Quoted passage
Song Meaning
Annette Peacock's "Love's Out To Lunch" is less a song and more a disillusioned dispatch from the sexual revolution's messy aftermath. Peacock, with her signature avant-garde sensibility, dissects the perceived emptiness of modern relationships, lamenting a world where genuine connection seems to have been replaced by fleeting, transactional encounters. The opening lines, "What's happened to love? / Nobody gets it on anymore," serve as a stark thesis statement, a yearning for something deeper than the superficiality she observes. It's a question posed not with naive innocence, but with the weary cynicism of someone who's seen behind the curtain. She suggests a world where love has become a Xeroxed copy of a feeling, a simulated experience lacking authenticity.
The lyrics drip with disdain for the casual encounters that define this new landscape. Peacock skewers the "love on the run," the pursuit of fleeting pleasure that leaves individuals feeling used and disconnected. The repetition of "turns you on / then turns you in / then turns you out / and then turns you off" perfectly encapsulates the disposable nature of these relationships, reducing human interaction to a series of switches and power plays. It’s a brutal, almost clinical depiction of emotional detachment, a world where vulnerability is a liability and intimacy a forgotten language. The phrase "everybody's popping their clutch's / Stop and start / Making-it-togheter far apart" is a particularly potent metaphor, suggesting that people are forcing connections that are ultimately unsustainable, forever stuck in a cycle of fleeting encounters and ultimate isolation.

Set of tasks
[A] Output the song-meaning text from "Song Meaning" up to and including "experience lacking authenticity.", copying it word for word.
[B] Continue the song-meaning text about "Love's Out To Lunch" from where it stops.

Dataset records
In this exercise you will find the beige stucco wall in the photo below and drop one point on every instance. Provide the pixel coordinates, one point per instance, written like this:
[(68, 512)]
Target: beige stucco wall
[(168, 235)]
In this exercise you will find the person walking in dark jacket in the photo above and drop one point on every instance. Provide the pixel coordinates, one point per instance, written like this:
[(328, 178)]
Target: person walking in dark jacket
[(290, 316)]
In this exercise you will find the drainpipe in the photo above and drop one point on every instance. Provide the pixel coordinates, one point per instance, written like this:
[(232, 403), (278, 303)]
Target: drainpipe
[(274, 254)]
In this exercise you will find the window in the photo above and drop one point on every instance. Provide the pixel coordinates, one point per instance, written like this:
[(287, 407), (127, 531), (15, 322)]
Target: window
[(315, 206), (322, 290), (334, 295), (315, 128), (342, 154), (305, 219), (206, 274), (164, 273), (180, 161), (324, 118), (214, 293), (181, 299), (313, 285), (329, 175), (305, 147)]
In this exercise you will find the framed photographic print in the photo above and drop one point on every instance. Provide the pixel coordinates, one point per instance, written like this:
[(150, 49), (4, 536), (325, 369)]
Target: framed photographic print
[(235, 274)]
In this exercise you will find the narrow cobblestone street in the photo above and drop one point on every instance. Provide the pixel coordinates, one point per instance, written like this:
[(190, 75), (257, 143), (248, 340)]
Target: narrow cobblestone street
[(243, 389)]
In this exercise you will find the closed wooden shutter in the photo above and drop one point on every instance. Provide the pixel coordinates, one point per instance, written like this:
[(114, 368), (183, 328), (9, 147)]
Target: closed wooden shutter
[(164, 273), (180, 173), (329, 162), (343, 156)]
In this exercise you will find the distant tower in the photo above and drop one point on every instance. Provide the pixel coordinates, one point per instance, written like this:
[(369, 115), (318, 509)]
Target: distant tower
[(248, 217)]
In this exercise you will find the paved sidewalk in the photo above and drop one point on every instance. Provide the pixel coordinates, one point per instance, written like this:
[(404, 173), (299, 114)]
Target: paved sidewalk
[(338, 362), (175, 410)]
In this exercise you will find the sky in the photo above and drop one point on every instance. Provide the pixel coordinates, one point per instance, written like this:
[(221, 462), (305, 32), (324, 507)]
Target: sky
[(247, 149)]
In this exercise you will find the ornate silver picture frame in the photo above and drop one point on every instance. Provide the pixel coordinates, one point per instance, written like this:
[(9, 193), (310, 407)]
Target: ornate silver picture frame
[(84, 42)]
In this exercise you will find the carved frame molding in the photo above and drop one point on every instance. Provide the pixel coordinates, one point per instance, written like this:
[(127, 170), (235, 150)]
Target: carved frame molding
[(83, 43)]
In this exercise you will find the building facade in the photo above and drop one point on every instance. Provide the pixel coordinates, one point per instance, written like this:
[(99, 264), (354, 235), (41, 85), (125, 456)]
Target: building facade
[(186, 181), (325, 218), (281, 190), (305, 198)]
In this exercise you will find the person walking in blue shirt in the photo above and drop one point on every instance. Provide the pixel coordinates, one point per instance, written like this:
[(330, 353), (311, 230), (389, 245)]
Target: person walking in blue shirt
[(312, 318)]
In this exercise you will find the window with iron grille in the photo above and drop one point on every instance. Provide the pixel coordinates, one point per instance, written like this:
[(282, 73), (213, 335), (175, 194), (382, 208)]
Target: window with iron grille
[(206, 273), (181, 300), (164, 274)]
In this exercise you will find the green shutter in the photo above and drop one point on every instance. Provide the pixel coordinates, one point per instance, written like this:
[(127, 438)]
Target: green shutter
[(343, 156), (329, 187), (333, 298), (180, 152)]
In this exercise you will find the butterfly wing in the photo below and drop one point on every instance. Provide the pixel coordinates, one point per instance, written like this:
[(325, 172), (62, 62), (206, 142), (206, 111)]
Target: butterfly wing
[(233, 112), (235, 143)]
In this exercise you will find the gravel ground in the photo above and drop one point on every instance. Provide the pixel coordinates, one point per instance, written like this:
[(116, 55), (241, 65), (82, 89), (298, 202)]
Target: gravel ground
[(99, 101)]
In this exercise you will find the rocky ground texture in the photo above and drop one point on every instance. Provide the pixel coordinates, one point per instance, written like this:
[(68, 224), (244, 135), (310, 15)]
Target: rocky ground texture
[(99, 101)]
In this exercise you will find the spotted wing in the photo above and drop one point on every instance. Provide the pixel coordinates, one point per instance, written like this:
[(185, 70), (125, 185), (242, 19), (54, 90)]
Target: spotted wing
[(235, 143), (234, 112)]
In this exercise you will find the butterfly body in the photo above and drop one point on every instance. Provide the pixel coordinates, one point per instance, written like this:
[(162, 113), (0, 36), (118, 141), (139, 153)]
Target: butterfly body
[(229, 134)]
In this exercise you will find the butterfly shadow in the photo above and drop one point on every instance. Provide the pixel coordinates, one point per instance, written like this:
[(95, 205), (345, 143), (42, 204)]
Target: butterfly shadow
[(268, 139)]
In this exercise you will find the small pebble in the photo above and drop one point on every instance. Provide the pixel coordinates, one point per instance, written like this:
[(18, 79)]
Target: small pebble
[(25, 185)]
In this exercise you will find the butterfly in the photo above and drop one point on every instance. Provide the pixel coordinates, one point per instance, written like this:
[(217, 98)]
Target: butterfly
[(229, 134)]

---

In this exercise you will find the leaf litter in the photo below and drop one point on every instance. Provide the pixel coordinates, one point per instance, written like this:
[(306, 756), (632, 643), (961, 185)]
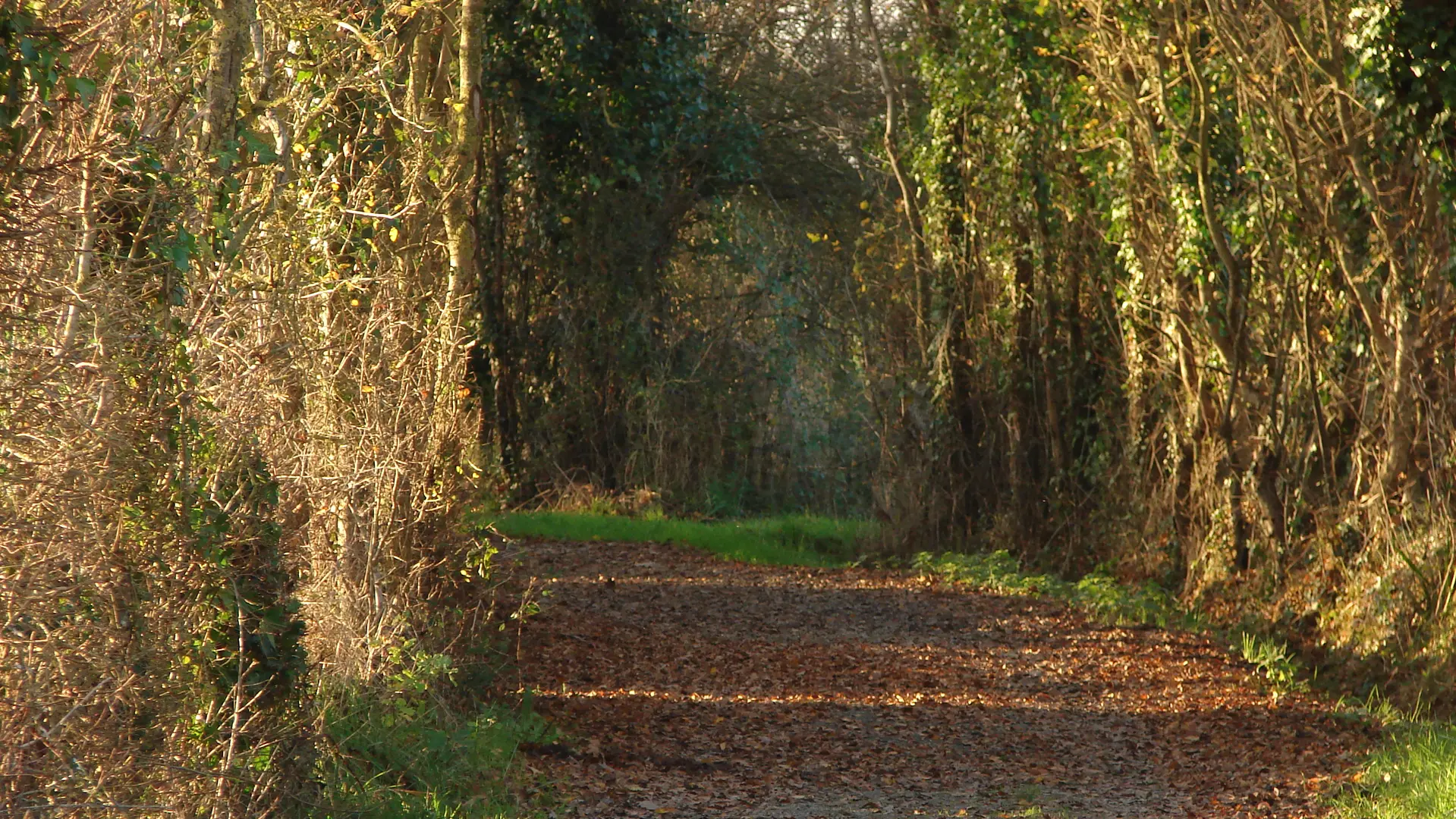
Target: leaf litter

Responses by item number
[A]
Song Meaning
Annette Peacock's "Love's Out To Lunch" is less a song and more a disillusioned dispatch from the sexual revolution's messy aftermath. Peacock, with her signature avant-garde sensibility, dissects the perceived emptiness of modern relationships, lamenting a world where genuine connection seems to have been replaced by fleeting, transactional encounters. The opening lines, "What's happened to love? / Nobody gets it on anymore," serve as a stark thesis statement, a yearning for something deeper than the superficiality she observes. It's a question posed not with naive innocence, but with the weary cynicism of someone who's seen behind the curtain. She suggests a world where love has become a Xeroxed copy of a feeling, a simulated experience lacking authenticity.

[B]
The recurring line, "Wake them up and ask them if they're / Out. There, 'Yeah?' Out of lunch," is the song's chilling refrain. It's a commentary on the emotional absence of those around her, the sense that people are physically present but mentally and emotionally checked out. The repeated declaration that "The notice on the door says, 'OFF THE AIR…'" underscores this sense of disconnection, suggesting that communication and genuine interaction have ceased to exist. Peacock isn’t just observing a lack of love; she’s witnessing an epidemic of emotional unavailability, a world where people are present but not really *there*. Ultimately, "Love's Out To Lunch" is a bleak but insightful commentary on the potential for emptiness within the pursuit of pleasure, a warning against mistaking fleeting encounters for genuine connection.